## Given passage
———
Combatants at the Battle of Bosworth Field: The Yorkist army of King Richard III against the army of Henry Tudor and the forces of Lord Stanley and Sir William Stanley.
Commanders at the Battle of Bosworth Field:
King Richard III led the Yorkist army.
Henry Tudor’s army was commanded by the Earl of Oxford.
Lord Stanley and Sir William Stanley commanded their own forces.
Size of the armies at the Battle of Bosworth Field: King Richard III’s army comprised around 8,000 men.
Henry Tudor’s army comprised around 6,000 men, of whom 2,000 were French.
Lord Stanley’s force was around 3,000 and Sir William Stanley commanded some 1,000 men.
Winner of the Battle of Bosworth Field: Henry Tudor, who assumed the Crown of England as King Henry VII, through the timely intervention of Lord Stanley and Sir William Stanley.
Uniforms, arms and equipment at the Battle of Bosworth Field: The commanders and their noble supporters and knights rode to battle on horseback, in armour, with sword, lance and shield.
Their immediate entourage comprised mounted men-at-arms, in armour and armed with sword, lance and shield, although often fighting on foot.
Both armies relied upon strong forces of longbowmen.
Handheld firearms were beginning to appear on the battlefield but were still unreliable and dangerous to discharge.
Artillery, although widely used in warfare, was heavy, cumbersome and difficult to move and fire.
Cannon appears to have been used extensively by both sides at the Battle of Bosworth Field. The present position of the battlefield is based on the discovery in a field by Fenn Lane Farm of a large quantity of battle relics including many cannon balls.
The end of the Hundred Years War caused numbers of English and Welsh men-at-arms and archers to return to their home countries from France. The wealthier English and Welsh nobles were able to recruit companies of disciplined armed retainers from these veterans, forming the backbone of their field armies.
Background to the Battle of Bosworth Field: The Yorkist King Edward IV died on 9th April 1483, following a prolonged period of ill-health, leaving his eldest son, the twelve-year-old Edward, Prince of Wales, as the heir to the English throne.
By one of his last important provisions, King Edward IV appointed his brother, Richard, Duke of Gloucester, Protector, or Regent, during his son’s minority.
On 26th June 1483, the Duke of Gloucester assumed the throne, becoming King Richard III of England.
———
## Written exercise 1
State how many lines of the records contain the word "dark"; give only the number.
———
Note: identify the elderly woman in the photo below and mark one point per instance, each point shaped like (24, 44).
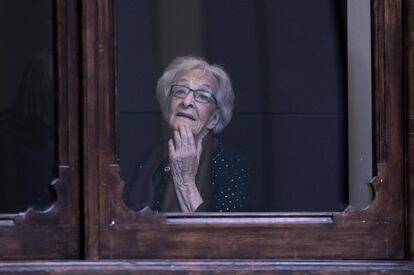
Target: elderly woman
(192, 171)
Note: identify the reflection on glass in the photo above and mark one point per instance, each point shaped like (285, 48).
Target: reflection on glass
(288, 65)
(27, 124)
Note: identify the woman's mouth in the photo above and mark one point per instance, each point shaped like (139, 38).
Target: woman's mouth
(185, 115)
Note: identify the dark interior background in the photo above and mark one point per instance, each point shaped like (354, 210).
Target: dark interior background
(288, 63)
(27, 104)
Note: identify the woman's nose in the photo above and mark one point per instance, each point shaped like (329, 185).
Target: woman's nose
(189, 100)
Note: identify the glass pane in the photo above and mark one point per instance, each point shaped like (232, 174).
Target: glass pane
(27, 102)
(285, 147)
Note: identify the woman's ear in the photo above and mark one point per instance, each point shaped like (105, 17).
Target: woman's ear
(213, 120)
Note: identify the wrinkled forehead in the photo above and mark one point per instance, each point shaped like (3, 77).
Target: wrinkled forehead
(202, 78)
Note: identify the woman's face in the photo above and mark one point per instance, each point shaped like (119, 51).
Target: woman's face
(201, 117)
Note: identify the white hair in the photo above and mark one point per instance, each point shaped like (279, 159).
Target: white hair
(218, 78)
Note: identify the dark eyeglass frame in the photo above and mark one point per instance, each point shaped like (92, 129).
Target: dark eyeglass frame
(194, 92)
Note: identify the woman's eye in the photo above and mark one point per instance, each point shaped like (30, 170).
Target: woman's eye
(204, 96)
(180, 92)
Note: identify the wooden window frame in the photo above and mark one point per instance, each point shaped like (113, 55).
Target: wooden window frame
(115, 232)
(55, 232)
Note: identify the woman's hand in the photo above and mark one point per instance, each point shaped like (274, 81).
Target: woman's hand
(184, 154)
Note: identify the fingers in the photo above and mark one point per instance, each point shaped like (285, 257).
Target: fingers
(189, 138)
(184, 139)
(171, 148)
(177, 140)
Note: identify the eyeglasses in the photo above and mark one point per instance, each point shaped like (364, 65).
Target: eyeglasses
(201, 96)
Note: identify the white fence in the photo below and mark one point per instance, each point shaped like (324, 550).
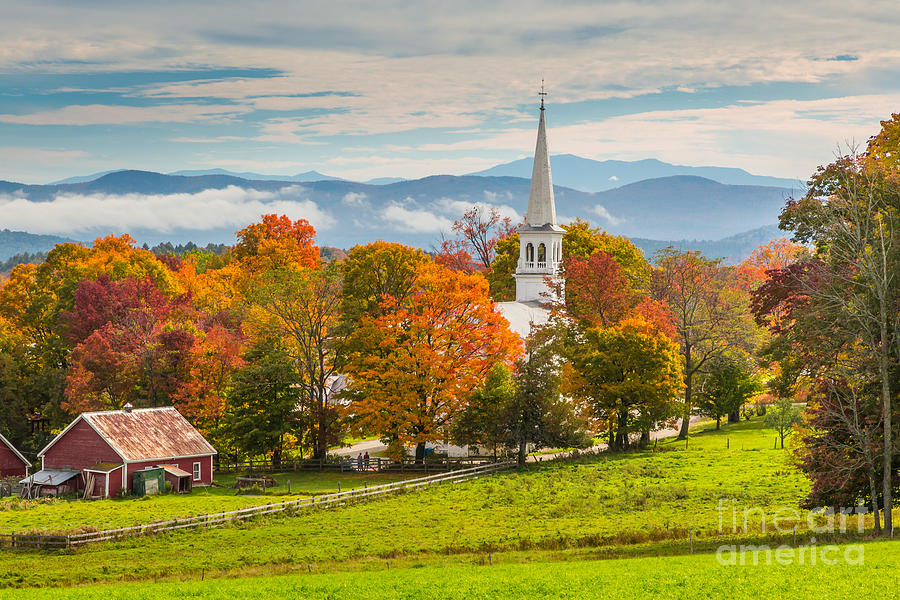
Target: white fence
(218, 519)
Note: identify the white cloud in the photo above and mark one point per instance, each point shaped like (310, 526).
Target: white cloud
(101, 114)
(415, 220)
(210, 209)
(354, 199)
(456, 208)
(601, 212)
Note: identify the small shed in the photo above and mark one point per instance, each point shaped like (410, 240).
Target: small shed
(97, 480)
(148, 481)
(179, 478)
(12, 463)
(50, 482)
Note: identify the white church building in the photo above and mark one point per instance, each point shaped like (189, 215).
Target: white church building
(540, 246)
(540, 253)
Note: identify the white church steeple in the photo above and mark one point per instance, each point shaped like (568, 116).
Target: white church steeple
(540, 238)
(541, 204)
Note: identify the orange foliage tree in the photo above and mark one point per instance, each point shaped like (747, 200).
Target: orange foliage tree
(419, 362)
(276, 241)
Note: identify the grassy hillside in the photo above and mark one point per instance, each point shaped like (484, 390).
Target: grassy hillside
(696, 576)
(638, 502)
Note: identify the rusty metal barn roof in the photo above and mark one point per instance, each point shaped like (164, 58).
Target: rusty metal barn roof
(149, 433)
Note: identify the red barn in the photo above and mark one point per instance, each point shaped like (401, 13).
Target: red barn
(12, 463)
(106, 448)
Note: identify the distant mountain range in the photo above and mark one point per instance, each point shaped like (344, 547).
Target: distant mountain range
(596, 176)
(416, 211)
(732, 249)
(20, 242)
(570, 171)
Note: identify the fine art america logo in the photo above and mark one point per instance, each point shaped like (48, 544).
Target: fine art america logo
(785, 521)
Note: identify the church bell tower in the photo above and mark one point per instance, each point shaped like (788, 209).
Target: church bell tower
(540, 238)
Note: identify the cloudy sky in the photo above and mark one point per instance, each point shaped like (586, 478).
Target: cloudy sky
(370, 89)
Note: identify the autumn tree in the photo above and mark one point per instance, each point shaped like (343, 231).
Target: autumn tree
(131, 344)
(710, 313)
(782, 416)
(478, 232)
(595, 290)
(276, 242)
(481, 422)
(375, 272)
(538, 416)
(727, 384)
(849, 217)
(418, 362)
(629, 374)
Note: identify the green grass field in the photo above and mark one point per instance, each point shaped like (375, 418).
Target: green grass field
(637, 503)
(52, 515)
(694, 576)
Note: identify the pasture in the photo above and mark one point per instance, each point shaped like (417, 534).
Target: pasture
(697, 576)
(635, 503)
(58, 515)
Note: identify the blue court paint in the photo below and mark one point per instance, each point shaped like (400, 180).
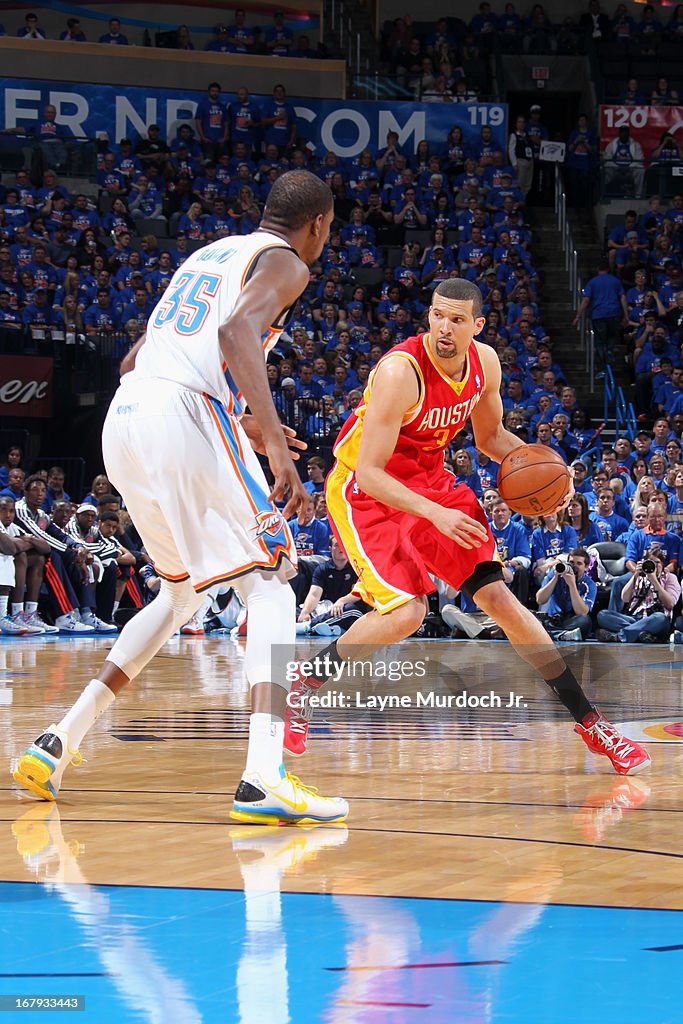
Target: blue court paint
(184, 956)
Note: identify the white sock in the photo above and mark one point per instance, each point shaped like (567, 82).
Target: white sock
(266, 735)
(94, 699)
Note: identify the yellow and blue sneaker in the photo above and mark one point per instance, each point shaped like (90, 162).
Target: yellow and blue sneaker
(289, 802)
(41, 767)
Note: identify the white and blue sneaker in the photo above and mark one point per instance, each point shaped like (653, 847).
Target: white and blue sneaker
(9, 628)
(35, 624)
(72, 625)
(90, 619)
(41, 767)
(290, 802)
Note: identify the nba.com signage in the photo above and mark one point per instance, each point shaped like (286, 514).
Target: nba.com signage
(345, 127)
(26, 386)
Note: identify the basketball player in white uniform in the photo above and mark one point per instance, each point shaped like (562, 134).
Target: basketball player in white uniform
(179, 451)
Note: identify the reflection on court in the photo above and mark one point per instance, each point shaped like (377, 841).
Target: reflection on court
(492, 870)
———
## Written exercise 2
In the Bosworth Field text, condense the paragraph beginning "The end of the Hundred Years War" into a single shorter sentence that keeps its main facts.

## Worked solution 1
4

## Worked solution 2
When the Hundred Years War ended, English and Welsh men-at-arms and archers returned home from France, and wealthier nobles recruited disciplined companies of armed retainers from these veterans to form the backbone of their field armies.